(Rows from a pointing dataset)
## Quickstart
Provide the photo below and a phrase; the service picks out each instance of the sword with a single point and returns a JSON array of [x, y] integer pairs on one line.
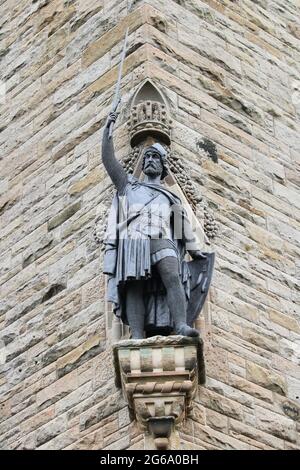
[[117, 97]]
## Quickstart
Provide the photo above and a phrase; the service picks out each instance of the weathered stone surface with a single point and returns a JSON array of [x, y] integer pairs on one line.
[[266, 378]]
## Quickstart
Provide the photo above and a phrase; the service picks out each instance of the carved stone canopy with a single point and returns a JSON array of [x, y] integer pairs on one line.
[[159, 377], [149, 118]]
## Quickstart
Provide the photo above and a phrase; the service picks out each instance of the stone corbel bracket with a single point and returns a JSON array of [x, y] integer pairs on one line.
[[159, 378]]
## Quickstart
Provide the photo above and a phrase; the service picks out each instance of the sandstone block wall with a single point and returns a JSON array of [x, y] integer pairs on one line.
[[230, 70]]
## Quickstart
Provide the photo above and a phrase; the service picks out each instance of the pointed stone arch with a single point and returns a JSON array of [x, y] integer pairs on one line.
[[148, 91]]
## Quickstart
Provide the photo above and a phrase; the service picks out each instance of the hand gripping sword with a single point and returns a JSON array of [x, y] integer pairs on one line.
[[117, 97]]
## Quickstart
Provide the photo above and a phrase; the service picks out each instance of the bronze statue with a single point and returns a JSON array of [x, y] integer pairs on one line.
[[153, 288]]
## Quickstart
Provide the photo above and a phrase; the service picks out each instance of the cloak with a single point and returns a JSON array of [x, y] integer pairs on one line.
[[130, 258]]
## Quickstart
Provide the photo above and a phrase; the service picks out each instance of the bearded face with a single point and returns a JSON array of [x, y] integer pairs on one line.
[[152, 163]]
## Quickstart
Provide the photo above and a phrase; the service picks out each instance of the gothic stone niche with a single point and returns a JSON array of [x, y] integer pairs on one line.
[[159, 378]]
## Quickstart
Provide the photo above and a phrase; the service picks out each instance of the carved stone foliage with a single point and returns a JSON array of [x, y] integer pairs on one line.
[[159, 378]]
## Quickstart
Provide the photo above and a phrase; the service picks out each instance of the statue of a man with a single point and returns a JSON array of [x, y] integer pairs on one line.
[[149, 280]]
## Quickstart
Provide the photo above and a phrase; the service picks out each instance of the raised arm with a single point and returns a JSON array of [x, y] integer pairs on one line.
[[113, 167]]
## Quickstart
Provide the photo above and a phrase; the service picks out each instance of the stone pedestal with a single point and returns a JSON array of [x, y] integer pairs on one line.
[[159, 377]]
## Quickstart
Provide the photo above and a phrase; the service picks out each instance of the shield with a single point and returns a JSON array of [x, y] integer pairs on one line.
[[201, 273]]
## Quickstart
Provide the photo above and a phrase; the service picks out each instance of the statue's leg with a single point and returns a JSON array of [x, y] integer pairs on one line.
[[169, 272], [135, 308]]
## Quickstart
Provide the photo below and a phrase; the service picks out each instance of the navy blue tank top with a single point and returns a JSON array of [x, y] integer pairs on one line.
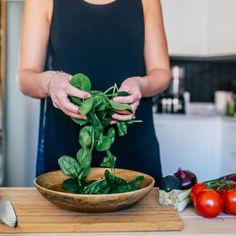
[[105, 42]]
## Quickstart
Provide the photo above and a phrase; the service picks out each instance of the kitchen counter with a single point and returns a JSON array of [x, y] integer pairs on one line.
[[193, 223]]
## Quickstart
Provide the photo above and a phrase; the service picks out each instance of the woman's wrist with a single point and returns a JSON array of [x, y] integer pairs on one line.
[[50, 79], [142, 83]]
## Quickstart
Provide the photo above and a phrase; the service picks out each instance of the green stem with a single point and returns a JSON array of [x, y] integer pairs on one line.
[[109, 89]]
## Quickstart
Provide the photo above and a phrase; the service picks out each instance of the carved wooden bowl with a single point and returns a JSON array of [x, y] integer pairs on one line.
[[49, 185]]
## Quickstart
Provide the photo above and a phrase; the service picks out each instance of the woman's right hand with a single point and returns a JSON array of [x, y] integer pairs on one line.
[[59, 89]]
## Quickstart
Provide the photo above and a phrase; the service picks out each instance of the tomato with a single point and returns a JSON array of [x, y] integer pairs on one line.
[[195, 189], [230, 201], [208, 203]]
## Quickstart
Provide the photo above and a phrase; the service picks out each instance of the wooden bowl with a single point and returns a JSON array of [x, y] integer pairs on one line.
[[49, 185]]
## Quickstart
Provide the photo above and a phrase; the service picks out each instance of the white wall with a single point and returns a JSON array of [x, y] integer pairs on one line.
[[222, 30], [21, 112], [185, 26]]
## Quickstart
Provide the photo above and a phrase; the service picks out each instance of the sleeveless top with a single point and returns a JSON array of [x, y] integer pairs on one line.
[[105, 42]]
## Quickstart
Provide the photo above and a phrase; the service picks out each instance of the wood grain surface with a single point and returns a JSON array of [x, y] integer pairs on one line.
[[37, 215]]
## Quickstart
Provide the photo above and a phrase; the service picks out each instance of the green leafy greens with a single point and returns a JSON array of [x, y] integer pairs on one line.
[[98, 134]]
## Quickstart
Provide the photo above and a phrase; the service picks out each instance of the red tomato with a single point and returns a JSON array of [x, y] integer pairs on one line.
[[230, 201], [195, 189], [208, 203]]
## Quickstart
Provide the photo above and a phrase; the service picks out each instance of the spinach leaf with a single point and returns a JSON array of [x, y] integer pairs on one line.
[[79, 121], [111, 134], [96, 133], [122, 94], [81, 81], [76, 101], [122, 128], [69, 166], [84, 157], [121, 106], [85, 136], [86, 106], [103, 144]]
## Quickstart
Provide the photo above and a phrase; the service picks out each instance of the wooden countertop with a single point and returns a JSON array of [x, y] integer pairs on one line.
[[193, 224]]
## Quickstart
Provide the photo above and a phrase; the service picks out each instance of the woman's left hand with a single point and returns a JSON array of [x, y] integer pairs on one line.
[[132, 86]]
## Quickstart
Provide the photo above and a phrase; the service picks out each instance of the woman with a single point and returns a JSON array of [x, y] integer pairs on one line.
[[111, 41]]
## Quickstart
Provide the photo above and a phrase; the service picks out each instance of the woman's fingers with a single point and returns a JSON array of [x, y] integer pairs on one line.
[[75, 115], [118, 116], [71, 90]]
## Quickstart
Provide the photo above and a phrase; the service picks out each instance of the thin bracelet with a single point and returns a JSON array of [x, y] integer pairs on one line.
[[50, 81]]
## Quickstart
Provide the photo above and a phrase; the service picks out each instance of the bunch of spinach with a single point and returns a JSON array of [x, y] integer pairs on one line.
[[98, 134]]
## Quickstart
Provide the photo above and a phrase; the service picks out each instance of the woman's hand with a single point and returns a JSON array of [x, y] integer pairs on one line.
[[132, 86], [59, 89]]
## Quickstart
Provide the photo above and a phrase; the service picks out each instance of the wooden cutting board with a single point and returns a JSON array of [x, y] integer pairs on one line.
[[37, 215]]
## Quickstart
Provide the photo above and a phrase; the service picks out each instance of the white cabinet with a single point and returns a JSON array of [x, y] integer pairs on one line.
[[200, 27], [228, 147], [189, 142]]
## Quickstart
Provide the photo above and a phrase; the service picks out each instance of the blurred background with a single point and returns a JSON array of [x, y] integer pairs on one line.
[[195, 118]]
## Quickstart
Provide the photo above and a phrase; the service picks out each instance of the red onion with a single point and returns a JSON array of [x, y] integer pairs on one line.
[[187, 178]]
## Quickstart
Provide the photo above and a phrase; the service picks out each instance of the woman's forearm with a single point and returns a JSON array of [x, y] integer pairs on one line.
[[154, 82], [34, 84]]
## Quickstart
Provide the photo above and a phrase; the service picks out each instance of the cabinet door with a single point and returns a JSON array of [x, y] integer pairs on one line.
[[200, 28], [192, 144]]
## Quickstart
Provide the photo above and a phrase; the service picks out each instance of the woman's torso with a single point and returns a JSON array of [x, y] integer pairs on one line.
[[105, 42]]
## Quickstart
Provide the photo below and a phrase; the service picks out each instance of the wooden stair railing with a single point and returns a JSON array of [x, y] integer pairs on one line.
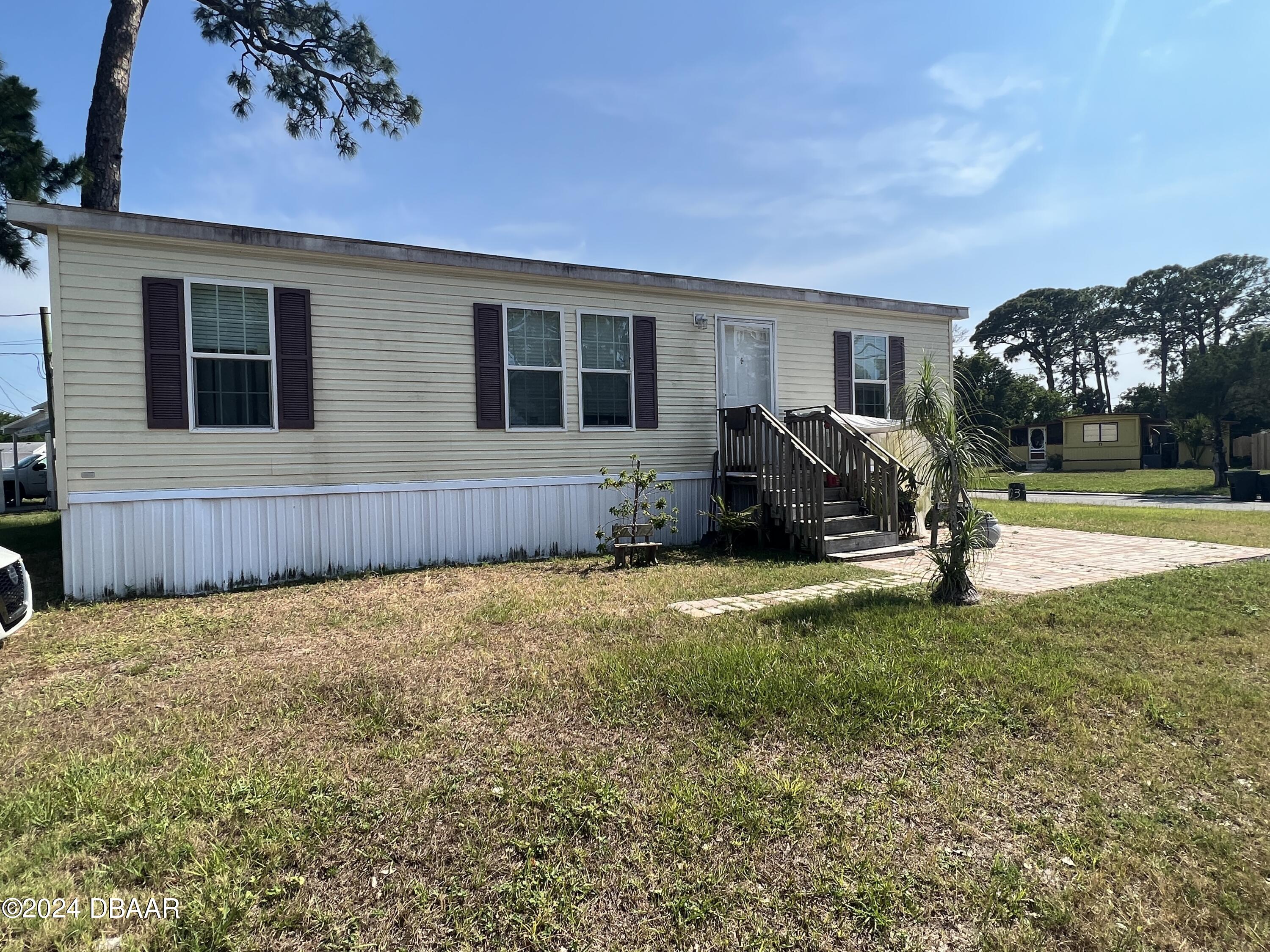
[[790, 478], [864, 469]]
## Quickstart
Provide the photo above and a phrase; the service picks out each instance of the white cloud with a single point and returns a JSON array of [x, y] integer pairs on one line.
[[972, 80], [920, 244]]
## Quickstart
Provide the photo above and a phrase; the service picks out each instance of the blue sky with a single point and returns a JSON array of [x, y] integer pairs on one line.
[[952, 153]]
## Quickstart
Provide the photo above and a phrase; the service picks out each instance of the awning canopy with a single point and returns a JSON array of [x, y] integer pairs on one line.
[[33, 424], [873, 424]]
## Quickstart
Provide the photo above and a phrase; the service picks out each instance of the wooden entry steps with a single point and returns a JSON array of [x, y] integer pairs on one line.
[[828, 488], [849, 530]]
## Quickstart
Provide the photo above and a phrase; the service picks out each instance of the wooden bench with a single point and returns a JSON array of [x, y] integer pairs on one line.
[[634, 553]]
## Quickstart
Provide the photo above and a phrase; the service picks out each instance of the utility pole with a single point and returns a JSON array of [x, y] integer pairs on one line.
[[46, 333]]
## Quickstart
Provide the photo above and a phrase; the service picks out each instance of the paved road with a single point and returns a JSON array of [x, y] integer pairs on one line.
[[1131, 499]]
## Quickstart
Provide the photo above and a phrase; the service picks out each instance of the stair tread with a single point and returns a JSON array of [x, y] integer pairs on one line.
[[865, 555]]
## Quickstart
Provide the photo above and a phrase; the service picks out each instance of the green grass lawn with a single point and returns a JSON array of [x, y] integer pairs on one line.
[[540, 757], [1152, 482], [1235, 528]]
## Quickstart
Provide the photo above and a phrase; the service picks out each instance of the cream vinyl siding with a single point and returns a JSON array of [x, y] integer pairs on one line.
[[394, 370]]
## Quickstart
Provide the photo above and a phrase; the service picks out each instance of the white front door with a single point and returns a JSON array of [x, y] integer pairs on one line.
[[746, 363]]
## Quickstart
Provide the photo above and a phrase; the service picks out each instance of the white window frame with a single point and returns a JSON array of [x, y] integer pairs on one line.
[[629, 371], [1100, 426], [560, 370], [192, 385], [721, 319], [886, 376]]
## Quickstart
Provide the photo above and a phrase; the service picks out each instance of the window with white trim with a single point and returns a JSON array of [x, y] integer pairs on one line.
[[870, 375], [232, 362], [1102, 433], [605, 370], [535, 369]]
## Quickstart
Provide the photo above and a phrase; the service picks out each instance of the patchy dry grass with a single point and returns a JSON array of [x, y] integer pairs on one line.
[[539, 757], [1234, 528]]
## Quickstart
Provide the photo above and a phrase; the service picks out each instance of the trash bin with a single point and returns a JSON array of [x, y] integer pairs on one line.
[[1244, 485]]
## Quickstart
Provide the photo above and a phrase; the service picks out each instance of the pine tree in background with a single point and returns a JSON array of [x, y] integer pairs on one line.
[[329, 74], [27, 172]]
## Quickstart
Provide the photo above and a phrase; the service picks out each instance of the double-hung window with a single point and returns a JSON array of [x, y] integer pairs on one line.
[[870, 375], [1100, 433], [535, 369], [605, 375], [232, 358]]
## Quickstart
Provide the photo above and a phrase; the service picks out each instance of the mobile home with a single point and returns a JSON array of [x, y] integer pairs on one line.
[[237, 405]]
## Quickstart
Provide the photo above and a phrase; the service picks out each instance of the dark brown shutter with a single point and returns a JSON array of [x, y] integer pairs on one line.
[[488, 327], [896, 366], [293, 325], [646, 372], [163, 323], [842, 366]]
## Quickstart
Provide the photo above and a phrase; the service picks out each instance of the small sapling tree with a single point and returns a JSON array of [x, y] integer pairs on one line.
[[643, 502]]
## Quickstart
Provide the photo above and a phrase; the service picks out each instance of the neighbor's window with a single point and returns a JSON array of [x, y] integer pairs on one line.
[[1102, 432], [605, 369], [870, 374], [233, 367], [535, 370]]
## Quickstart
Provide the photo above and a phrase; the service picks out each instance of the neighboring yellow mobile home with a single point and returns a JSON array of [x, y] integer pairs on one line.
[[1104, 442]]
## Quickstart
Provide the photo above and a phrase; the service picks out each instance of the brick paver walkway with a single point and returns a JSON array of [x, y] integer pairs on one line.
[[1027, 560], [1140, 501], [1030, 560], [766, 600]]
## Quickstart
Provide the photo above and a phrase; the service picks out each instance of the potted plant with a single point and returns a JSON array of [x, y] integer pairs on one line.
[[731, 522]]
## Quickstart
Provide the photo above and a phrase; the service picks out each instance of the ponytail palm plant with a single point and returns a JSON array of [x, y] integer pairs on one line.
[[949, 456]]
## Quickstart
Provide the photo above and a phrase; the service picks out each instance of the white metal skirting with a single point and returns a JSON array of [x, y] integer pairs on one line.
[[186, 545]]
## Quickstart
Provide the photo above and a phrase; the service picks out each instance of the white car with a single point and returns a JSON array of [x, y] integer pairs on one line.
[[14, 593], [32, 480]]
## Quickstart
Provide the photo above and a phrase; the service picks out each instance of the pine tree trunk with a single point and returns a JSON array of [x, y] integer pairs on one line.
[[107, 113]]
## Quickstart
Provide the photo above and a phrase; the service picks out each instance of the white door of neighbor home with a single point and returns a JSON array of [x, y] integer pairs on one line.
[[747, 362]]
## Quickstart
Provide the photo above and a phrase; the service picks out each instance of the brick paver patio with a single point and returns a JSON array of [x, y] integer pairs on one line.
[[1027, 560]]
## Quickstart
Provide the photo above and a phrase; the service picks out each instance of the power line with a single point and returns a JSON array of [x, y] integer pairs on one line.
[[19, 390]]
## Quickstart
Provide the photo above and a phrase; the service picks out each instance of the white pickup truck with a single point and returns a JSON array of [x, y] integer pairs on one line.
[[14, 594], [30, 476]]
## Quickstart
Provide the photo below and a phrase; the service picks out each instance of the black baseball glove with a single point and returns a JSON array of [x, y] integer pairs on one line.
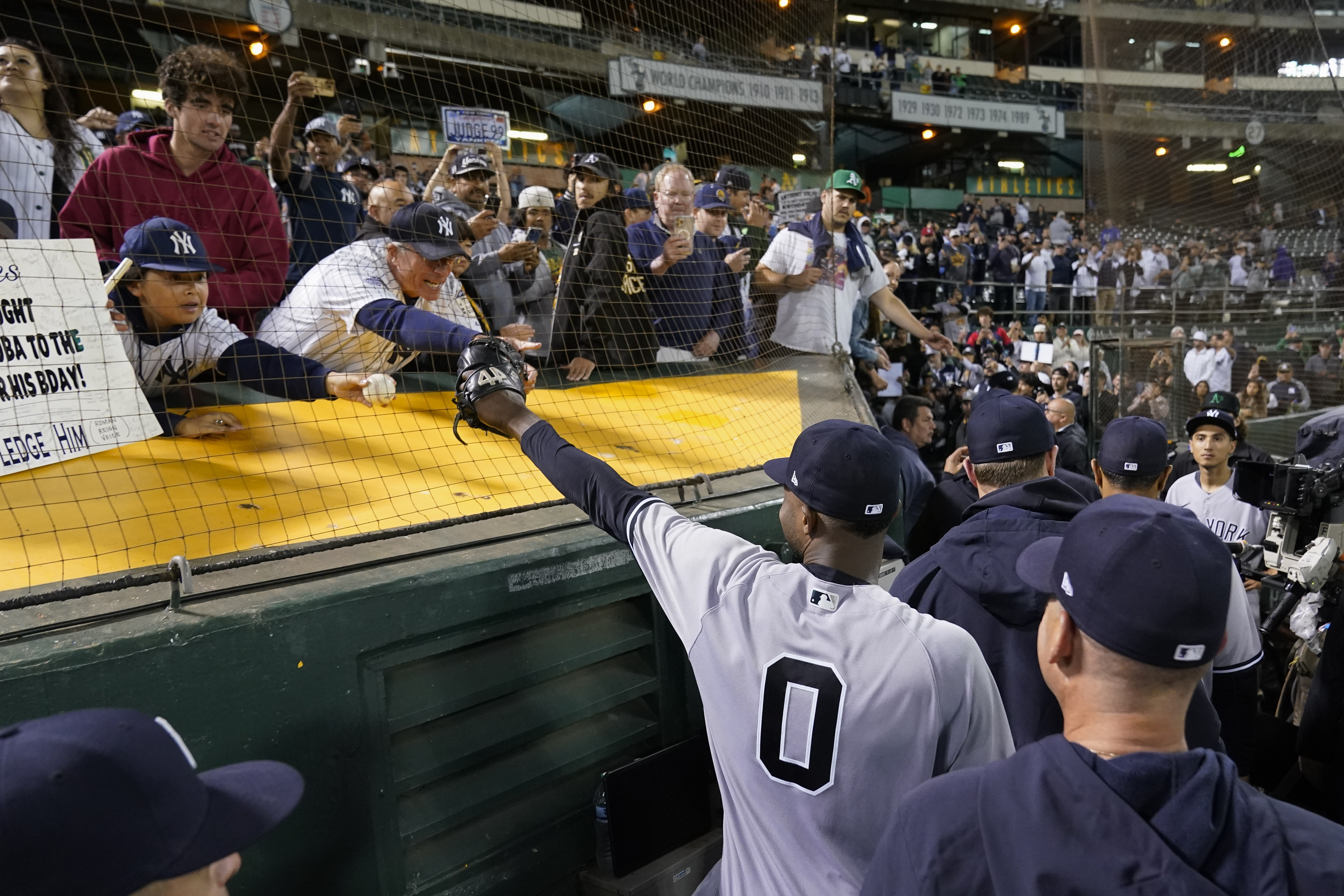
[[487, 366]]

Prompt:
Turn the stretch of data from its beginning through the line containing "[[230, 70]]" into a JSON list of strings, with one string per line and no blank lines. Leave the pictures out.

Task answer:
[
  "## Quickstart",
  "Provide the photo below and a phrase; the service picks out each instance of the sword with a single point and returns a JSON array of [x, y] integer pairs on one line.",
  "[[117, 97]]",
  "## Quickstart",
  "Provide the photo above and a phrase; the service picks out each instance of the weathered stone surface with a single point and returns a JSON array of [x, y] integer pairs on one line.",
  "[[266, 378]]",
  "## Quickstart",
  "Provide the photo above and a phrase; the service picks out each instance of the carved stone canopy with a single point and returns a JSON array of [x, y] integer pairs on one line.",
  "[[159, 377], [149, 118]]",
  "## Quickstart",
  "Provide the photo above and a phrase; the service picks out each instance of the stone corbel bracket with a single point and returns a JSON array of [x, y] integer pairs on one line.",
  "[[159, 378]]",
  "## Quickstart",
  "Provide the photo above and a phrase; the service picks out each instance of the sandstone block wall with a single point and returns a JSON array of [x, y] integer pairs on one line.",
  "[[230, 70]]"
]